* BEGIN Records to process *

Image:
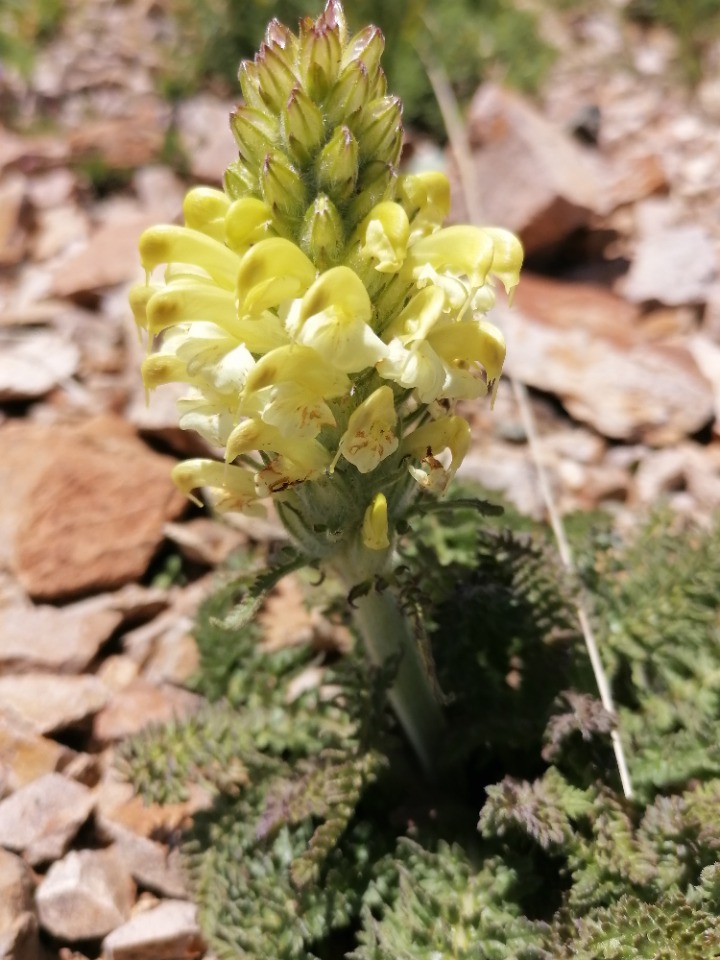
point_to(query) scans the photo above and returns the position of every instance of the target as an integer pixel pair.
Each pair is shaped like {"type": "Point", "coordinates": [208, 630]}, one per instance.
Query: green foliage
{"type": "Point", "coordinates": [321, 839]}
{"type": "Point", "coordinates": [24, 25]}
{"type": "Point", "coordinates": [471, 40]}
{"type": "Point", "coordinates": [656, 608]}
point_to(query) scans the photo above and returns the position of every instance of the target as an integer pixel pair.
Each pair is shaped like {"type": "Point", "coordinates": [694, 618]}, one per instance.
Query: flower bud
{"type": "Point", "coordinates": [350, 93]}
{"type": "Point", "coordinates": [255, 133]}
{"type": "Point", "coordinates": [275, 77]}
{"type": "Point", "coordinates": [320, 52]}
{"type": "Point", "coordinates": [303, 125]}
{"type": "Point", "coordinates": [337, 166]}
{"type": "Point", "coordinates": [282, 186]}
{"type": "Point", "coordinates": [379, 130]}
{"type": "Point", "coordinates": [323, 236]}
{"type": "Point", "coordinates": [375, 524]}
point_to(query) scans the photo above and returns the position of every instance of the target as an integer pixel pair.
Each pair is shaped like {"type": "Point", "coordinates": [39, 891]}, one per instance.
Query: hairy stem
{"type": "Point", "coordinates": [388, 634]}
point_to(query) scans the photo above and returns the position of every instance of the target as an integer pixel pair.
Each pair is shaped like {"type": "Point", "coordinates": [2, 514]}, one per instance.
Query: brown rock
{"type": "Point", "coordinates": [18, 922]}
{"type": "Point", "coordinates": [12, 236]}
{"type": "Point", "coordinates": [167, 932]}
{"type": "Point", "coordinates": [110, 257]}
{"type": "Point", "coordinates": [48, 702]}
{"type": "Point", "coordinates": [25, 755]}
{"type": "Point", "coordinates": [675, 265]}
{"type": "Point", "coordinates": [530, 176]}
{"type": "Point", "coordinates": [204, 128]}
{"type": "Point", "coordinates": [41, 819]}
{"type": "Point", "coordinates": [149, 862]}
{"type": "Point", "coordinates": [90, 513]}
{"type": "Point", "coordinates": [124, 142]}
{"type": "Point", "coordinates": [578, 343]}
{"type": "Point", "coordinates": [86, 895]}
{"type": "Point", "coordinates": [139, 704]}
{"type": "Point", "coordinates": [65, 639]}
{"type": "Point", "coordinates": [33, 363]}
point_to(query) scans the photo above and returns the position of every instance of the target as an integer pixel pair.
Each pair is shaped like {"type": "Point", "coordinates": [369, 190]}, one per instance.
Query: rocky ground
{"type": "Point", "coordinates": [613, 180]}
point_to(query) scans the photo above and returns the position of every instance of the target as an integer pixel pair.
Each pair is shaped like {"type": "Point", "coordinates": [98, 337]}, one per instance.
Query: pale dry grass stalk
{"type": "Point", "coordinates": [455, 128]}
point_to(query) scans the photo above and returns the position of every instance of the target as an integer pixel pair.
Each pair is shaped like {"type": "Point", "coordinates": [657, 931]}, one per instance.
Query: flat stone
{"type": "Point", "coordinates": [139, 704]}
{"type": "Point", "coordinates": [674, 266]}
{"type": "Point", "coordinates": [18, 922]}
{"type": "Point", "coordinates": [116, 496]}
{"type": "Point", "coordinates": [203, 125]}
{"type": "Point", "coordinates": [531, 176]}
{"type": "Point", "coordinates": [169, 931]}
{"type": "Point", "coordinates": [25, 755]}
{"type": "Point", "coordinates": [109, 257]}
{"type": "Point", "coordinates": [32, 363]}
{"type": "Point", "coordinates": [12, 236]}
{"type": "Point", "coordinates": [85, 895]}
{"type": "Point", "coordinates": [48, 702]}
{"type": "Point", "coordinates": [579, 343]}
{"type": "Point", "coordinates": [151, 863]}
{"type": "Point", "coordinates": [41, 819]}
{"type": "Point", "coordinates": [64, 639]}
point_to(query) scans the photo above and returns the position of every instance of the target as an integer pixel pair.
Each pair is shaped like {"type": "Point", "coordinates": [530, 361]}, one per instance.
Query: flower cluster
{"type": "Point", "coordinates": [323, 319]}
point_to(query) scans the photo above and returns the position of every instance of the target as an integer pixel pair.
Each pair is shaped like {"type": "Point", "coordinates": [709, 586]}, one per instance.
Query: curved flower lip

* END Records to process *

### Written instruction
Every entry above should be duplicated exactly. Do not include the images.

### Finished answer
Image:
point_to(query) scans the photo above and returns the position of every instance of the target as an integer pixel pair.
Each pair is shaped like {"type": "Point", "coordinates": [208, 630]}, one per instance.
Query: green foliage
{"type": "Point", "coordinates": [321, 839]}
{"type": "Point", "coordinates": [24, 25]}
{"type": "Point", "coordinates": [471, 40]}
{"type": "Point", "coordinates": [656, 608]}
point_to(query) scans the photo above and returns the position of every instance of the target as an integer pixel pair.
Each pair is shaped like {"type": "Point", "coordinates": [694, 618]}, one per instance.
Query: flower bud
{"type": "Point", "coordinates": [350, 93]}
{"type": "Point", "coordinates": [255, 133]}
{"type": "Point", "coordinates": [275, 77]}
{"type": "Point", "coordinates": [320, 52]}
{"type": "Point", "coordinates": [303, 125]}
{"type": "Point", "coordinates": [337, 166]}
{"type": "Point", "coordinates": [282, 186]}
{"type": "Point", "coordinates": [379, 130]}
{"type": "Point", "coordinates": [323, 236]}
{"type": "Point", "coordinates": [375, 524]}
point_to(query) scans the photo above and returns the position of every instance of the target as an integer pixel pair.
Each pair is shaped like {"type": "Point", "coordinates": [39, 891]}, one per instance.
Query: hairy stem
{"type": "Point", "coordinates": [388, 634]}
point_to(query) scans the photo above and returns the position of every instance of the target as an integer pixel pair.
Each pair is shaped like {"type": "Point", "coordinates": [2, 514]}, one per instance.
Query: brown rock
{"type": "Point", "coordinates": [18, 922]}
{"type": "Point", "coordinates": [12, 236]}
{"type": "Point", "coordinates": [167, 932]}
{"type": "Point", "coordinates": [110, 257]}
{"type": "Point", "coordinates": [48, 702]}
{"type": "Point", "coordinates": [25, 755]}
{"type": "Point", "coordinates": [675, 265]}
{"type": "Point", "coordinates": [530, 176]}
{"type": "Point", "coordinates": [204, 128]}
{"type": "Point", "coordinates": [41, 819]}
{"type": "Point", "coordinates": [149, 862]}
{"type": "Point", "coordinates": [90, 513]}
{"type": "Point", "coordinates": [124, 142]}
{"type": "Point", "coordinates": [578, 343]}
{"type": "Point", "coordinates": [86, 895]}
{"type": "Point", "coordinates": [139, 704]}
{"type": "Point", "coordinates": [65, 639]}
{"type": "Point", "coordinates": [33, 363]}
point_to(query) scans the photo above and returns the position of every instance of the target as an integer pixel pair.
Each pair is shaped like {"type": "Point", "coordinates": [369, 190]}, one per instance.
Query: rocky ground
{"type": "Point", "coordinates": [613, 180]}
point_to(query) scans the photo above and returns the position of every instance of the target as an integer pixel pair.
Each pair is shaped like {"type": "Point", "coordinates": [98, 337]}, one per instance.
Query: pale dry grass stalk
{"type": "Point", "coordinates": [455, 128]}
point_to(query) scans the photo above and returns the position of every instance of the target as an integer pixel pair.
Each pair is shaped like {"type": "Point", "coordinates": [657, 931]}, one per instance.
Query: flat stone
{"type": "Point", "coordinates": [139, 704]}
{"type": "Point", "coordinates": [674, 266]}
{"type": "Point", "coordinates": [18, 922]}
{"type": "Point", "coordinates": [116, 496]}
{"type": "Point", "coordinates": [203, 125]}
{"type": "Point", "coordinates": [531, 176]}
{"type": "Point", "coordinates": [169, 931]}
{"type": "Point", "coordinates": [25, 755]}
{"type": "Point", "coordinates": [109, 257]}
{"type": "Point", "coordinates": [32, 363]}
{"type": "Point", "coordinates": [12, 236]}
{"type": "Point", "coordinates": [85, 895]}
{"type": "Point", "coordinates": [48, 702]}
{"type": "Point", "coordinates": [579, 343]}
{"type": "Point", "coordinates": [151, 863]}
{"type": "Point", "coordinates": [41, 819]}
{"type": "Point", "coordinates": [64, 639]}
point_to(query) scans the photo above and returns the position of every instance of the target as an integer pixel pair.
Each pair is shaped like {"type": "Point", "coordinates": [530, 361]}, one per instance.
Query: flower cluster
{"type": "Point", "coordinates": [323, 319]}
point_to(query) scans the photo above and returns the position of every instance of the target as an integer pixel pair.
Each pair is shaped like {"type": "Point", "coordinates": [709, 586]}, one per instance.
Query: curved flower lip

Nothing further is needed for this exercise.